Do this -> Please rewrite the records from the line with "trace: bare arm" through the end of the records, replacing "each instance gets its own outline" with "one outline per instance" and leaving everything else unchanged.
---------- Record extracts ----------
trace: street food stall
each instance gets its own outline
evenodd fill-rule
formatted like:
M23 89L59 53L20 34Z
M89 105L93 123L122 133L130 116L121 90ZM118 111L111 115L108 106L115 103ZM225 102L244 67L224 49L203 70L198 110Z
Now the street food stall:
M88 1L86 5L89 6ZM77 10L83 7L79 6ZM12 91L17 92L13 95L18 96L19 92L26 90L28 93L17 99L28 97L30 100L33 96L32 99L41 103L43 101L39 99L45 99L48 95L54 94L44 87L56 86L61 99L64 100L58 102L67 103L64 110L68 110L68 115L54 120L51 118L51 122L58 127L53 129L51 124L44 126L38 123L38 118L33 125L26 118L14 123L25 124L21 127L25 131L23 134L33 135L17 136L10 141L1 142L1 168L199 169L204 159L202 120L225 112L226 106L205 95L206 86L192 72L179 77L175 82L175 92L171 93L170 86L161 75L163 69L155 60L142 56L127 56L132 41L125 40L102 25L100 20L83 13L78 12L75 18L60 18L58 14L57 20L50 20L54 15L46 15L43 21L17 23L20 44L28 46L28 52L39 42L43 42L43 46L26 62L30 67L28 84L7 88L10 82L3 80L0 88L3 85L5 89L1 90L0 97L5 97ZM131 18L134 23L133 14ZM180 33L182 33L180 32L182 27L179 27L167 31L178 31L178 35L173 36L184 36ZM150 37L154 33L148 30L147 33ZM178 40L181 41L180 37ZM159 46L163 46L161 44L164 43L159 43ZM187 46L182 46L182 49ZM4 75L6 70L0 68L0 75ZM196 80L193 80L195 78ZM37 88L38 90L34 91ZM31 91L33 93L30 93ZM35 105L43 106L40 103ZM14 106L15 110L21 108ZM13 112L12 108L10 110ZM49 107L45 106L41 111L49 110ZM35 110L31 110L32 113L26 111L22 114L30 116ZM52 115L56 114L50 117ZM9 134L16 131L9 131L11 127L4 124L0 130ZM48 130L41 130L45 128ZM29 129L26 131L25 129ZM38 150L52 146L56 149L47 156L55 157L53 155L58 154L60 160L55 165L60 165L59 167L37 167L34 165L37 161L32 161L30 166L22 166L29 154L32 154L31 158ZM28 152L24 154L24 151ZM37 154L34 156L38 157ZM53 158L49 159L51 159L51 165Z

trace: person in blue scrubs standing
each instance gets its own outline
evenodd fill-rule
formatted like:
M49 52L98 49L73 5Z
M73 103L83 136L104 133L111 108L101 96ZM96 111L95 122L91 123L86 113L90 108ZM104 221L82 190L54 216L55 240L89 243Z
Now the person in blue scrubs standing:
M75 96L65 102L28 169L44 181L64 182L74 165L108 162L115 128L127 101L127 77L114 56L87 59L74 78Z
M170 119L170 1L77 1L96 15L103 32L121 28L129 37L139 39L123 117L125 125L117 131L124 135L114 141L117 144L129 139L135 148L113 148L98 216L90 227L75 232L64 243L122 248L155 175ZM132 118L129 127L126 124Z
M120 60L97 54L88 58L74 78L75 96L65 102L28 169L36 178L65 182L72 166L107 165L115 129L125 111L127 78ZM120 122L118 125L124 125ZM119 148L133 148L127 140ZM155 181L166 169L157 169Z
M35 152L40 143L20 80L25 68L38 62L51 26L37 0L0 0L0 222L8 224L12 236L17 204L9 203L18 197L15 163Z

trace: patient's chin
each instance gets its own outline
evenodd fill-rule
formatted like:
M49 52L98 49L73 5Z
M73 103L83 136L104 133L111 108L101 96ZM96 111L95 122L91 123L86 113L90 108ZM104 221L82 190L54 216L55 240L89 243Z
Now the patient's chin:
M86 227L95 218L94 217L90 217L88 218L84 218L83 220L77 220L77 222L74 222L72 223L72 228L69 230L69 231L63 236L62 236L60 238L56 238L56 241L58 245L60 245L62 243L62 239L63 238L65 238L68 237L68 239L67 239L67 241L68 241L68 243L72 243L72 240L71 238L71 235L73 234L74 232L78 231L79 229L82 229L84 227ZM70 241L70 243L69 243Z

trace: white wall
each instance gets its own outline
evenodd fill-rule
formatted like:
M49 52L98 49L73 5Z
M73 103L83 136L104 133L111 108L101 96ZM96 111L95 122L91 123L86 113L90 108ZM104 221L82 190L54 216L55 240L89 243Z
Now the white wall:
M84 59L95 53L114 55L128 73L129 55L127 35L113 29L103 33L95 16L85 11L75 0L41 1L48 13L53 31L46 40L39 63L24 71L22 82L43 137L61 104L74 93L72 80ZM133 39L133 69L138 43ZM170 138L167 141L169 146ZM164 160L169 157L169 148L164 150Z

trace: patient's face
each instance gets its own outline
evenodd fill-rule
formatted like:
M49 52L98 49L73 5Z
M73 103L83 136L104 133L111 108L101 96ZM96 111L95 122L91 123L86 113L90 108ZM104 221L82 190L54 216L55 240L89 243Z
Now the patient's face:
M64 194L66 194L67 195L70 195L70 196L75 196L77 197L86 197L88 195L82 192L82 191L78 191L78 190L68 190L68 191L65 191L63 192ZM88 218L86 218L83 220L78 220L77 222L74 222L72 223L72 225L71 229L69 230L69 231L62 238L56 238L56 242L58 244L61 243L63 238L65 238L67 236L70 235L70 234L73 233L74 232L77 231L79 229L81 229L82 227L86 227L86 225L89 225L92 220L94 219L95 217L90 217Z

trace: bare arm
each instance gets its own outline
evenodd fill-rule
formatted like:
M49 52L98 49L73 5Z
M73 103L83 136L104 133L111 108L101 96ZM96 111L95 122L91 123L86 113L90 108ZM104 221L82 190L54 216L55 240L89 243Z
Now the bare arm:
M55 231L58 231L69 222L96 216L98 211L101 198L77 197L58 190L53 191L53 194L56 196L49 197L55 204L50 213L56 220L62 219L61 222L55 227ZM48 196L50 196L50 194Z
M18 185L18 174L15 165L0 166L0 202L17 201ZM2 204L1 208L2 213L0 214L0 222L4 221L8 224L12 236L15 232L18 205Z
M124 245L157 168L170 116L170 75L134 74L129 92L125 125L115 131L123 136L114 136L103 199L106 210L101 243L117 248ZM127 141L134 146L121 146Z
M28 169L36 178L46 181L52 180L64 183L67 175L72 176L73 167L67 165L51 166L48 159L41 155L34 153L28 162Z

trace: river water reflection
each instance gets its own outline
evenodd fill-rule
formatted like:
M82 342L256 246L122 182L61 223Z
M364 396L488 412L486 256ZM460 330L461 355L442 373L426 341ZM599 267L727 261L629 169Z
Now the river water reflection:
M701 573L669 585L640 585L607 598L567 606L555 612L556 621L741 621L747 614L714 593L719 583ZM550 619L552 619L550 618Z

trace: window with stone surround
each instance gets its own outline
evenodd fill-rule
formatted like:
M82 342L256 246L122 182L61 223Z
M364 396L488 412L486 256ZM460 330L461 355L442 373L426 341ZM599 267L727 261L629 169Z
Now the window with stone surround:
----------
Final result ->
trace: bare arm
one outline per instance
evenodd fill-rule
formatted like:
M49 52L98 49L73 5Z
M73 103L83 136L104 133L111 108L101 96ZM96 111L95 122L91 123L86 113L90 108ZM104 221L82 190L54 216L55 240L89 243Z
Now the bare arm:
M55 231L58 231L69 222L96 216L98 211L101 198L77 197L58 190L53 191L53 194L56 196L49 197L55 204L50 213L56 220L62 219L61 222L55 227ZM48 196L50 196L50 194Z
M18 185L18 174L15 165L0 166L0 202L17 201ZM2 204L1 208L2 213L0 214L0 222L4 221L8 224L12 236L15 232L18 205Z
M124 245L157 168L170 116L170 75L134 74L129 92L125 125L115 131L123 136L114 136L103 199L106 210L101 243L117 248ZM127 141L134 146L121 146Z
M28 169L36 178L46 181L52 180L64 183L67 175L72 176L73 167L67 165L51 166L48 159L41 155L34 153L28 162Z

trace: river water reflection
one outline per instance
evenodd fill-rule
formatted like:
M82 342L256 246L122 182L61 223Z
M364 396L488 412L486 256ZM460 330L461 355L442 373L426 341ZM599 267L727 261L629 169Z
Now the river water reflection:
M701 573L669 585L640 585L607 598L567 606L555 612L556 621L741 621L747 614L714 593L719 583ZM550 619L552 619L550 618Z

trace: window with stone surround
one outline per instance
evenodd fill-rule
formatted like:
M82 342L256 246L122 182L61 223Z
M364 396L488 412L486 256ZM460 330L461 355L442 373L426 341ZM599 267L727 261L629 169Z
Now the window with stone surround:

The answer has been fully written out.